> _STATED PROBLEM_
Everything from the line containing "For each instance of the folded" through the last line of the records must be returned verbatim, and nothing outside that range.

> _INFORMATION PROVIDED_
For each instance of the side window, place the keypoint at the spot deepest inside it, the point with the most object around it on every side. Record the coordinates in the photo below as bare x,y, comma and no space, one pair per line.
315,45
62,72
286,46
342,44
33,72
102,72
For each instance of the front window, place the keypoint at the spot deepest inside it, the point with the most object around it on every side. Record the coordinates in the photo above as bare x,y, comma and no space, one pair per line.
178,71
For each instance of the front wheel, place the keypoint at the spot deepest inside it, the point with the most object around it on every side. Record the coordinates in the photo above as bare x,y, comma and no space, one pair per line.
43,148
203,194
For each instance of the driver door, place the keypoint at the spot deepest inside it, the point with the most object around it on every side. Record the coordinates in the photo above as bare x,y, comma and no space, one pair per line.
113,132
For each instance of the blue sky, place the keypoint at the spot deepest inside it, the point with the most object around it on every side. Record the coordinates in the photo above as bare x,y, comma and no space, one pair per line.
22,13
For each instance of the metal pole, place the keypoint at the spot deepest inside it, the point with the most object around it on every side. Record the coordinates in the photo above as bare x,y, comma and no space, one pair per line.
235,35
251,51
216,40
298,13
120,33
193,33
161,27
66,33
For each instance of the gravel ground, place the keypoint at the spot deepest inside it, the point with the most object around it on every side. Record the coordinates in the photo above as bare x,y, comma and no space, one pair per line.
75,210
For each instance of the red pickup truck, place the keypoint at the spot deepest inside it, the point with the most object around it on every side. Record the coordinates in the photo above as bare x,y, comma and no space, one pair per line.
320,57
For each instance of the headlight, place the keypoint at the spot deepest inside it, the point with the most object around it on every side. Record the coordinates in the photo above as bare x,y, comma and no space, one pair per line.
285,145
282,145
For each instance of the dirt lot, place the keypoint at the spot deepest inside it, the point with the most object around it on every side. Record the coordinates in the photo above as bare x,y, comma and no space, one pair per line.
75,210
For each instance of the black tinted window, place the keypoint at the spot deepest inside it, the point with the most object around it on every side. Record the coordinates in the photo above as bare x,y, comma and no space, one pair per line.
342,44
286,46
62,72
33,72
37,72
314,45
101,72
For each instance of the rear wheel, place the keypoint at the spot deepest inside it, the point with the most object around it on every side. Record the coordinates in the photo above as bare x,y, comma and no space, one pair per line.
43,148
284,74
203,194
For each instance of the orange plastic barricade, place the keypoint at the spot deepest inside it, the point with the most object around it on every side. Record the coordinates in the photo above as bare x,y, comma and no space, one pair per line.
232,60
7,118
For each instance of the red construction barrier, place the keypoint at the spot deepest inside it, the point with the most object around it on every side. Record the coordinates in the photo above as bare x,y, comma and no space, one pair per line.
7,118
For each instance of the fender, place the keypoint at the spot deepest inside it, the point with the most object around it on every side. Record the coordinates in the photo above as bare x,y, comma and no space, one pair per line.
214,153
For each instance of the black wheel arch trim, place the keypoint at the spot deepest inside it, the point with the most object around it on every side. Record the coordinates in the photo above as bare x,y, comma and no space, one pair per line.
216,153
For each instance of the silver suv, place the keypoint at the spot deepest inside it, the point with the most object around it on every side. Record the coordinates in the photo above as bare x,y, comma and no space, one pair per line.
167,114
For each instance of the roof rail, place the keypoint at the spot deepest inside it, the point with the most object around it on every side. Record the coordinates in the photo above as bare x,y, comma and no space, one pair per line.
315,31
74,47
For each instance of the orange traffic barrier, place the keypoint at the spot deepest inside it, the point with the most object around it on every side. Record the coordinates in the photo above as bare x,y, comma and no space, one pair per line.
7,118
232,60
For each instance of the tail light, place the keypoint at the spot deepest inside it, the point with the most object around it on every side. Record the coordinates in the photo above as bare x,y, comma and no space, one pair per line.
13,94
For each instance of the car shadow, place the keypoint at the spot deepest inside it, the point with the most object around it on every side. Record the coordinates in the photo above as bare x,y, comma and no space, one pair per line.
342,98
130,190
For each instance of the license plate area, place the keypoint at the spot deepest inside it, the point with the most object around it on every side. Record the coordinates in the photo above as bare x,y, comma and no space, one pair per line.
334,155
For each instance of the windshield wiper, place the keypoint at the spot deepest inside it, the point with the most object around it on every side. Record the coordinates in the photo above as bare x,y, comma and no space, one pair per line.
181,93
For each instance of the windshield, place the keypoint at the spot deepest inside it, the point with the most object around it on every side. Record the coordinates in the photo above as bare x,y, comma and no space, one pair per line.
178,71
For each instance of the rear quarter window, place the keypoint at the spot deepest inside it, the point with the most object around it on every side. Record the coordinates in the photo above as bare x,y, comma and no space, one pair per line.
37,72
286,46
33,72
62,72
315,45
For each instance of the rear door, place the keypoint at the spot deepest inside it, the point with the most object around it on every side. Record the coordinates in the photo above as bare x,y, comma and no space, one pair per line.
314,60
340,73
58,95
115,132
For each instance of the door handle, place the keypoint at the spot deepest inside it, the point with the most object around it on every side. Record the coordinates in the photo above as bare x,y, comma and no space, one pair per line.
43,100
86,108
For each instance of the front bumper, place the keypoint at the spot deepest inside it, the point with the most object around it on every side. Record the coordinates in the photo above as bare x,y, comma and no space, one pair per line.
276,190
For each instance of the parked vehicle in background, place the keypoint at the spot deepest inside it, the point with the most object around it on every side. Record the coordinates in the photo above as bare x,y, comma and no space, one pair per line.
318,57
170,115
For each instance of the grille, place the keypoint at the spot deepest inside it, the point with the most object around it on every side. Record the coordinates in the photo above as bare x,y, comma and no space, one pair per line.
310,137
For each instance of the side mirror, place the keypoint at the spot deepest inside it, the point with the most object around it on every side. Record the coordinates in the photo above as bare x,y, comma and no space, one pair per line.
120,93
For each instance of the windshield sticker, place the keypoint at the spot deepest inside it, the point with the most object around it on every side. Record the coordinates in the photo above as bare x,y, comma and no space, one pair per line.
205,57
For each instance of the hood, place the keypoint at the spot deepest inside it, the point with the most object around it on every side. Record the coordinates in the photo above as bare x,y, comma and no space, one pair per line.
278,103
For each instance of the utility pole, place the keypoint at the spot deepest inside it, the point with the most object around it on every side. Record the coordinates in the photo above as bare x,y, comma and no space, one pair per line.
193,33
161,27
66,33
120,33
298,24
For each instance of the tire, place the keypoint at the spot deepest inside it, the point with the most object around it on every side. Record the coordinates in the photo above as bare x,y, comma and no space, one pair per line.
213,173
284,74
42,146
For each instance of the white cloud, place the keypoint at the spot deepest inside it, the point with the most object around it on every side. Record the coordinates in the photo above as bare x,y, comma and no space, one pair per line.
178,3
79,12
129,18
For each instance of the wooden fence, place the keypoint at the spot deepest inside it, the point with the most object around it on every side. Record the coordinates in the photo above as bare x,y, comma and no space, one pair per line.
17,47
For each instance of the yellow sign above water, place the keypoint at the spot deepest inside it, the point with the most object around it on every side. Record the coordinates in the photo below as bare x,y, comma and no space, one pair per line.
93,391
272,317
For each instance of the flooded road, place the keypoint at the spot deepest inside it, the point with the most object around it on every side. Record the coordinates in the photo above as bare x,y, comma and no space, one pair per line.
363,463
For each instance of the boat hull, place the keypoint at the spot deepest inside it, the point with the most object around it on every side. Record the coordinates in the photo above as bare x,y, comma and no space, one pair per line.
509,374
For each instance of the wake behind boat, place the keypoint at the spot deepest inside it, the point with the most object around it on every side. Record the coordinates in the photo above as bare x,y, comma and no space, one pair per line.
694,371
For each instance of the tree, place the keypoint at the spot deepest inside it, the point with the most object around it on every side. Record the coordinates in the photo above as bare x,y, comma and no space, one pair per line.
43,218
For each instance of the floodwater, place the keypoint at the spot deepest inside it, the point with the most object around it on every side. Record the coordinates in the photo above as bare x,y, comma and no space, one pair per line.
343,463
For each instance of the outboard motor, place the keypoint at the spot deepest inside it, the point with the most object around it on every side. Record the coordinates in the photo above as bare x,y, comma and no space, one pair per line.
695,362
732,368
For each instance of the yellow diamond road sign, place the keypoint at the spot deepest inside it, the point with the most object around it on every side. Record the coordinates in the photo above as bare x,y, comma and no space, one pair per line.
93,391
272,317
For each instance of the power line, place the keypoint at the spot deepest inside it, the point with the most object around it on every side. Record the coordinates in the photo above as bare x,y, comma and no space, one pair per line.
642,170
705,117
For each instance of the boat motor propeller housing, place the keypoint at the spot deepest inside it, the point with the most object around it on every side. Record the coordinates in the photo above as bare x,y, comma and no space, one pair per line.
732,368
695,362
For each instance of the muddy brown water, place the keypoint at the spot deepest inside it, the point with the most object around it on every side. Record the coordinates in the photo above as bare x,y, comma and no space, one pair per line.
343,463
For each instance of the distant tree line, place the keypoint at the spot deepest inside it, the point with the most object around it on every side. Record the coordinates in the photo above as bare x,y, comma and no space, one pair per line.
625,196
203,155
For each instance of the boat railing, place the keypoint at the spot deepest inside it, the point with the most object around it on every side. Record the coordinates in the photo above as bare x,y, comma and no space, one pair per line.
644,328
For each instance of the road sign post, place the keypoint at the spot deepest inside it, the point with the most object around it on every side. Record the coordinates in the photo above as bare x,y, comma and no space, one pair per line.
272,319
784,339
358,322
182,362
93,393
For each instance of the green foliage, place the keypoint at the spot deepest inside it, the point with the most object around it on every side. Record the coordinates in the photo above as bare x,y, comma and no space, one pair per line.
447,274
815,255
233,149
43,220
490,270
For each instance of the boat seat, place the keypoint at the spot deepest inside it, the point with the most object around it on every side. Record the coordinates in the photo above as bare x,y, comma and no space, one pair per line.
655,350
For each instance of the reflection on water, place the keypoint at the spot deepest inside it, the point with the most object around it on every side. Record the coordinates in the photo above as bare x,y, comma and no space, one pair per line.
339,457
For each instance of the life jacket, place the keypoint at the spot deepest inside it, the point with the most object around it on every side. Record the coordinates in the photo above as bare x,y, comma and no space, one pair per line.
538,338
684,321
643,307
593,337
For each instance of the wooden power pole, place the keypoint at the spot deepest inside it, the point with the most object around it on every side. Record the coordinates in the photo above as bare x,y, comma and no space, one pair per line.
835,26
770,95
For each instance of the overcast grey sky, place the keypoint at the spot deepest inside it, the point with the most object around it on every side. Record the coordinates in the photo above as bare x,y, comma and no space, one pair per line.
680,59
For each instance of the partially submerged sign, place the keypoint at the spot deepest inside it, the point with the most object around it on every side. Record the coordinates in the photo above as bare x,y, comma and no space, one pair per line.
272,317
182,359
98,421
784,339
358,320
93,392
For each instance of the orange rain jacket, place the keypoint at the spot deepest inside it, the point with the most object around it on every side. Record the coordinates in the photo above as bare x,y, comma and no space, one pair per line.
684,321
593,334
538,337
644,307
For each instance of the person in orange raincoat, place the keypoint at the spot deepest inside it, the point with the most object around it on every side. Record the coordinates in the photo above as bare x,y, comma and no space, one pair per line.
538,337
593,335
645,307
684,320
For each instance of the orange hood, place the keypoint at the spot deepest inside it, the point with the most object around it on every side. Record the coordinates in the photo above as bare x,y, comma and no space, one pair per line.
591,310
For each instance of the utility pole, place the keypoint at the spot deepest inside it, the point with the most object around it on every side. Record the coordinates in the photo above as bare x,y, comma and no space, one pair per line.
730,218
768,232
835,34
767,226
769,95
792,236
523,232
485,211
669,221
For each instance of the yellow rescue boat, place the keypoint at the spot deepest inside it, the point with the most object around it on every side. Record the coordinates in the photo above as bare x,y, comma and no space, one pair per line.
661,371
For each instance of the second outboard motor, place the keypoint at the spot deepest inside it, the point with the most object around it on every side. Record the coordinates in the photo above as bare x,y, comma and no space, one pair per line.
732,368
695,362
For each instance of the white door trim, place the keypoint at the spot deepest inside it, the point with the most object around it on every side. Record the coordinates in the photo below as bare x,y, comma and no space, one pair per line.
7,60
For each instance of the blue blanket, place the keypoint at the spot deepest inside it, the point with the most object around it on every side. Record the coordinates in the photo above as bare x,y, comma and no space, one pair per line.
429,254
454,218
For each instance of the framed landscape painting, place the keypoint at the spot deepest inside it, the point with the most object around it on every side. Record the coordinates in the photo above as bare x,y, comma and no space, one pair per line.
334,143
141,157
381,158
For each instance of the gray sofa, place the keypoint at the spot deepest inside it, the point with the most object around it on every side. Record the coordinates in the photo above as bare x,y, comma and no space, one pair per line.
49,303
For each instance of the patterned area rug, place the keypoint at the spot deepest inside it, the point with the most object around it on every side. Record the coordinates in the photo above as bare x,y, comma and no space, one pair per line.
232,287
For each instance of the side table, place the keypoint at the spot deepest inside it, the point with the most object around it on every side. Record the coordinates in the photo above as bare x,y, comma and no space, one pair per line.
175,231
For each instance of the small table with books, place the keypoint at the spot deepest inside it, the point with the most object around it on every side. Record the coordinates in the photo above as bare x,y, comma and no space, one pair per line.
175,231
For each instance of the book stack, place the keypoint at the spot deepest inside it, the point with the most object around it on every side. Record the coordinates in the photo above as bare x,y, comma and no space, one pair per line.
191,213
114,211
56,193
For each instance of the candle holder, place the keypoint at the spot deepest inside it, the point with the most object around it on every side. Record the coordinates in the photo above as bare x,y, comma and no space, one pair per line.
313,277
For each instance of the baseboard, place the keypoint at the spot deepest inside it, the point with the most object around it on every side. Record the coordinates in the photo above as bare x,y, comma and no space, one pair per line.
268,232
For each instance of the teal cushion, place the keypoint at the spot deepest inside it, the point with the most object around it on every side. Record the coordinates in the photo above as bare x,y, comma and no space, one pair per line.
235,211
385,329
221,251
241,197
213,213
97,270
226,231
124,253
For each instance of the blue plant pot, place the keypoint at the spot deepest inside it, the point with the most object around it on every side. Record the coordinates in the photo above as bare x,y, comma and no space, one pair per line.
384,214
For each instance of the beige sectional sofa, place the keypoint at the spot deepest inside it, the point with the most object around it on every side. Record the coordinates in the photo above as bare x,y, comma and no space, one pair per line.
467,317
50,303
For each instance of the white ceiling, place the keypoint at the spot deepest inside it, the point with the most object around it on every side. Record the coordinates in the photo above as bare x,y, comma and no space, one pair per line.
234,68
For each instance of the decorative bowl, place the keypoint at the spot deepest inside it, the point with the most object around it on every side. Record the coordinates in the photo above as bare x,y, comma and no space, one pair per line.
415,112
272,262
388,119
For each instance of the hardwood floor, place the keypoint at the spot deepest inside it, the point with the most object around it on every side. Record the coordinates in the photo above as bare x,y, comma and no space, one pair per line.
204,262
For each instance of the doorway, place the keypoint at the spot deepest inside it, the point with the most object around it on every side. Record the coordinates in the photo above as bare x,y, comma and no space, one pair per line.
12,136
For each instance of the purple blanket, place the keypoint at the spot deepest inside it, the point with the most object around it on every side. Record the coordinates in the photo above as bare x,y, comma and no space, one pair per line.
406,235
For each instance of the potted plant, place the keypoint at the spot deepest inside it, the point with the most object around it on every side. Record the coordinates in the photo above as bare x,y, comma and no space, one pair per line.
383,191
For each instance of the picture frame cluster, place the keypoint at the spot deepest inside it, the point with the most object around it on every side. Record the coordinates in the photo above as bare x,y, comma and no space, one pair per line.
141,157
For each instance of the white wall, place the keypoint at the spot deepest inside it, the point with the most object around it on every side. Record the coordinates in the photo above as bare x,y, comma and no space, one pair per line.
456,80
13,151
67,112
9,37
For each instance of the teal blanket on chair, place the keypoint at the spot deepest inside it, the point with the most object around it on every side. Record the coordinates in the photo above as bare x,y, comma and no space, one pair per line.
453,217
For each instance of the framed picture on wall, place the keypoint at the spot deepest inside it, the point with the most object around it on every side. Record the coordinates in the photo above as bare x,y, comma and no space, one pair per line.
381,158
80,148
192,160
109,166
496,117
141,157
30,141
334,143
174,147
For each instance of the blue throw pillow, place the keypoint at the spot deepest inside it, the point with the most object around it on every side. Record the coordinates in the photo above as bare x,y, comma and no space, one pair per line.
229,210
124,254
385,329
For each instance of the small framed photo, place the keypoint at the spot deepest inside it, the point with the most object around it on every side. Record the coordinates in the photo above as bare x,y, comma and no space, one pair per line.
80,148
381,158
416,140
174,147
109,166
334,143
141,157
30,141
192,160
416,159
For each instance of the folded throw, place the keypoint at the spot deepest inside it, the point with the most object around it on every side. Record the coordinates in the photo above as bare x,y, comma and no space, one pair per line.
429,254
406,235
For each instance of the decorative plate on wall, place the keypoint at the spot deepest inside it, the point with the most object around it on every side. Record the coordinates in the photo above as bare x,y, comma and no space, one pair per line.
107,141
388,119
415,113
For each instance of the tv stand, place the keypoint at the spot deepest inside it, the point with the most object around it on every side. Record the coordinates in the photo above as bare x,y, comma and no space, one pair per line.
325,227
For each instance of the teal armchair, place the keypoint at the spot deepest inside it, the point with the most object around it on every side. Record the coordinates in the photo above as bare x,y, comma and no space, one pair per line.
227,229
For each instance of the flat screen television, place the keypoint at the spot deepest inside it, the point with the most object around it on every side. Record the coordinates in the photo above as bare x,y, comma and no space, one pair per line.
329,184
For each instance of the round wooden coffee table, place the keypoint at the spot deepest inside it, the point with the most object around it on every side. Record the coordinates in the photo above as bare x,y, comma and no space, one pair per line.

> _ANSWER IN FULL_
For each instance of the folded throw, place the keypoint at the spot deepest inside it, the point with the most object around it on every side. Record the coordinates in the photo above as bare x,y, comma and no space, one pair per line.
429,254
406,235
For each instance of the decorative plate on wall, place the keypoint at the spot deepest inside it, the point with the most object around it on every side. Record the coordinates in the photo above as bare x,y, comma and no space, one pair per line.
107,141
388,119
415,113
For each instance of the tv stand, place the keypoint at the spot deepest inside it, the point with the most object around it on every side. Record the coordinates in the photo above as bare x,y, comma and no space, one pair per line.
325,227
For each instance of the teal armchair, place the keypoint at the spot deepest inside it, the point with the most object around it on every side. Record the coordinates in the photo above as bare x,y, comma and no space, one pair per line.
227,229
For each instance of the flat screen television, place the keypoint at the spot deepest inside it, the point with the most object around it on every side. Record the coordinates in the photo above as bare x,y, comma and no space, one pair per line.
329,184
For each instance of the round wooden coffee table, place the keypoint at the spot deepest inside it, the point with the most object around it on every side. Record the coordinates in the photo above as bare x,y, comma and no space, one pair per line.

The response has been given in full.